Records from a data source
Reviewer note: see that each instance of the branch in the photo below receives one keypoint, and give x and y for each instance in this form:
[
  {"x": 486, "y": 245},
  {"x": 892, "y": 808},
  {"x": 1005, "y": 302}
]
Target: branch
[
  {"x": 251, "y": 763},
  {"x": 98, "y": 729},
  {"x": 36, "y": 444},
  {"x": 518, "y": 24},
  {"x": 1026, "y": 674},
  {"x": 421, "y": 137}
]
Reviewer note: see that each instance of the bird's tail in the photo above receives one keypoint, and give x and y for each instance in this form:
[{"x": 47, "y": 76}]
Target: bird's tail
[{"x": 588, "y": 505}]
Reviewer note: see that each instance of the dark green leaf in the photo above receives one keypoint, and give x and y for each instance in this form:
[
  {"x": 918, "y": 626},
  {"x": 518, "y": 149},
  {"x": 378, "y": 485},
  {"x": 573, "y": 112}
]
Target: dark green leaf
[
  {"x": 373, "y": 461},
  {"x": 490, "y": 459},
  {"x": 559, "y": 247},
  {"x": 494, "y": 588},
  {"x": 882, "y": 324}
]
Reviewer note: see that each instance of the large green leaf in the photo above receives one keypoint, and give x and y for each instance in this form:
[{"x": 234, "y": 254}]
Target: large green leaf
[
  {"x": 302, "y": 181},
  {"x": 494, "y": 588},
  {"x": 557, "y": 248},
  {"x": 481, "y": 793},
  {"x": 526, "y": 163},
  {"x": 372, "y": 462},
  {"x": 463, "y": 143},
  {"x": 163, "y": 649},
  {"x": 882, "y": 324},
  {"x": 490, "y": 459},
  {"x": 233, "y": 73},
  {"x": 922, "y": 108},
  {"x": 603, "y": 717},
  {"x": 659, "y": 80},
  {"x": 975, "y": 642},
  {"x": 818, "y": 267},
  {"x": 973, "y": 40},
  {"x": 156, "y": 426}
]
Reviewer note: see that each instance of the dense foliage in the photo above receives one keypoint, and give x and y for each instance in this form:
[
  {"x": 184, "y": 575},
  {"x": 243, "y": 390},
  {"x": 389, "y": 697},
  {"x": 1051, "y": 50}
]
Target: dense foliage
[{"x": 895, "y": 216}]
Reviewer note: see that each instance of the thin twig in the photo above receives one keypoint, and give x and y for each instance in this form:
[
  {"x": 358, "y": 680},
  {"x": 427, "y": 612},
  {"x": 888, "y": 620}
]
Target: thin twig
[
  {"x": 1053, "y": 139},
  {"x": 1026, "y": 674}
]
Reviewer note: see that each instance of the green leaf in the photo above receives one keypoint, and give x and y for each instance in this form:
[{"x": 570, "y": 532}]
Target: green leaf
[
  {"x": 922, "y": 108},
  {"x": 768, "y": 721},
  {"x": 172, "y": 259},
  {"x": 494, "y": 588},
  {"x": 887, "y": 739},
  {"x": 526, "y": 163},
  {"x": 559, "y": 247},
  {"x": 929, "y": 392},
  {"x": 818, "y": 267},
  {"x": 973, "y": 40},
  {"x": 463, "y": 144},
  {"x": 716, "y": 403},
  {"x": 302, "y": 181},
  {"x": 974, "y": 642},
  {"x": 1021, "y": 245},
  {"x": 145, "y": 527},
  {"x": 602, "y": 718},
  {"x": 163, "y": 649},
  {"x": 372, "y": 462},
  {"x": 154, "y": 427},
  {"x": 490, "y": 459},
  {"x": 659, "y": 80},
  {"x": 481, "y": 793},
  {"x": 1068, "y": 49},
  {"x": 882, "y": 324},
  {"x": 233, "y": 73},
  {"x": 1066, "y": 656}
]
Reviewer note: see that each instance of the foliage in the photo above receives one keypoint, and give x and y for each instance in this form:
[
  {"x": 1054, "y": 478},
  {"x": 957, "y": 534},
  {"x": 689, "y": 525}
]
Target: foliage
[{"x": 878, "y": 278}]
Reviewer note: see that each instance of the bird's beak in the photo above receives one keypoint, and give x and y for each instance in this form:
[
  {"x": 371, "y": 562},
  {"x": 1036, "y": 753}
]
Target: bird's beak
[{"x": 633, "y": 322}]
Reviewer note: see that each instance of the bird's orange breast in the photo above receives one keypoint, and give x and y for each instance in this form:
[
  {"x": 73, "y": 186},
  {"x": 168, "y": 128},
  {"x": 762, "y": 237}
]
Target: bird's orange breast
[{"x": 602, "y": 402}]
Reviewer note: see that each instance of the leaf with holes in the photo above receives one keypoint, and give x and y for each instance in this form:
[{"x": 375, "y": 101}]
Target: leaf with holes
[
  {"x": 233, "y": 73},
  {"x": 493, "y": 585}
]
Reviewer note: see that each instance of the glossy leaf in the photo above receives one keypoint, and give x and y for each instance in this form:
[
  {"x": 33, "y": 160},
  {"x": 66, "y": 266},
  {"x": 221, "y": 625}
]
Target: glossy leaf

* What is being asked *
Could you reproduce every record above exactly as it stands?

* Solution below *
Reviewer note: see that each instance of the branch in the photo below receives one keypoint, and give x and y for each instance in this form:
[
  {"x": 486, "y": 245},
  {"x": 892, "y": 808},
  {"x": 1005, "y": 302}
]
Target: branch
[
  {"x": 251, "y": 763},
  {"x": 98, "y": 729},
  {"x": 36, "y": 444},
  {"x": 518, "y": 24},
  {"x": 1026, "y": 674},
  {"x": 421, "y": 137}
]
Reviewer note: see that each instance of the bird's tail in the photo above receives one keypoint, and give x and y for each instance in this form:
[{"x": 47, "y": 76}]
Target: bird's tail
[{"x": 588, "y": 505}]
Reviewer note: see that each instance of the dark green leaf in the photo above receives one keypoint, and give x and y for each instance in this form:
[
  {"x": 918, "y": 626},
  {"x": 518, "y": 149},
  {"x": 378, "y": 485},
  {"x": 573, "y": 112}
]
Target: dark green leaf
[
  {"x": 373, "y": 461},
  {"x": 490, "y": 459},
  {"x": 559, "y": 247},
  {"x": 494, "y": 588},
  {"x": 882, "y": 324}
]
Reviewer note: see that each instance of the large green leaf in the photo above receives one keypoint, and give x and y for each instance in this form:
[{"x": 234, "y": 254}]
Target: large green leaf
[
  {"x": 302, "y": 181},
  {"x": 494, "y": 588},
  {"x": 557, "y": 248},
  {"x": 481, "y": 793},
  {"x": 526, "y": 163},
  {"x": 372, "y": 462},
  {"x": 463, "y": 143},
  {"x": 163, "y": 649},
  {"x": 882, "y": 324},
  {"x": 490, "y": 459},
  {"x": 233, "y": 73},
  {"x": 922, "y": 108},
  {"x": 603, "y": 717},
  {"x": 659, "y": 80},
  {"x": 975, "y": 642},
  {"x": 818, "y": 267},
  {"x": 973, "y": 40},
  {"x": 156, "y": 426}
]
Reviewer note: see that each instance of the dense foliage in the photo above receives one keypoint, and give x and y for each instance in this form:
[
  {"x": 184, "y": 575},
  {"x": 243, "y": 390},
  {"x": 389, "y": 697},
  {"x": 1051, "y": 50}
]
Target: dense foliage
[{"x": 895, "y": 216}]
Reviewer note: see that each instance of the thin twig in the photo above receives one keypoint, and give x and y for each instance in this form:
[
  {"x": 358, "y": 680},
  {"x": 427, "y": 612},
  {"x": 888, "y": 620}
]
Target: thin twig
[
  {"x": 1053, "y": 139},
  {"x": 1026, "y": 674}
]
Reviewer note: see that each instance of the green leaf in the photo above receives one keypoint, and give x and y for each instance in this form:
[{"x": 570, "y": 532}]
Target: green leaf
[
  {"x": 922, "y": 108},
  {"x": 768, "y": 721},
  {"x": 172, "y": 259},
  {"x": 494, "y": 588},
  {"x": 887, "y": 739},
  {"x": 526, "y": 163},
  {"x": 559, "y": 247},
  {"x": 929, "y": 392},
  {"x": 818, "y": 267},
  {"x": 973, "y": 40},
  {"x": 463, "y": 144},
  {"x": 716, "y": 403},
  {"x": 302, "y": 181},
  {"x": 974, "y": 642},
  {"x": 1021, "y": 245},
  {"x": 145, "y": 527},
  {"x": 602, "y": 718},
  {"x": 163, "y": 649},
  {"x": 372, "y": 462},
  {"x": 154, "y": 427},
  {"x": 490, "y": 459},
  {"x": 659, "y": 80},
  {"x": 481, "y": 793},
  {"x": 1068, "y": 49},
  {"x": 882, "y": 324},
  {"x": 233, "y": 73},
  {"x": 1066, "y": 656}
]
Reviewer note: see that each instance of the foliage in the photo above receives one keypoint, and give x and y for each instance in this form:
[
  {"x": 1054, "y": 478},
  {"x": 957, "y": 534},
  {"x": 689, "y": 525}
]
Target: foliage
[{"x": 878, "y": 278}]
Reviewer note: see that each instance of the bird's beak in the photo above receives one keypoint, and give x and y for each instance in this form:
[
  {"x": 371, "y": 562},
  {"x": 1036, "y": 753}
]
Target: bird's beak
[{"x": 633, "y": 322}]
Reviewer note: see that each instance of the bird's orange breast in the photo above receives one keypoint, and give x and y for each instance in this form:
[
  {"x": 73, "y": 186},
  {"x": 168, "y": 128},
  {"x": 762, "y": 237}
]
Target: bird's orange breast
[{"x": 602, "y": 402}]
Reviewer note: see that each instance of the leaf with holes in the photo above receives one keypoint, and give x and y for each instance in this form:
[{"x": 375, "y": 101}]
Target: leaf with holes
[
  {"x": 233, "y": 73},
  {"x": 493, "y": 585}
]
Reviewer note: see that each instance of the glossy leaf in the photo above receives one keypoint, and give x and y for each instance in this form:
[
  {"x": 33, "y": 160},
  {"x": 66, "y": 266},
  {"x": 221, "y": 625}
]
Target: glossy leaf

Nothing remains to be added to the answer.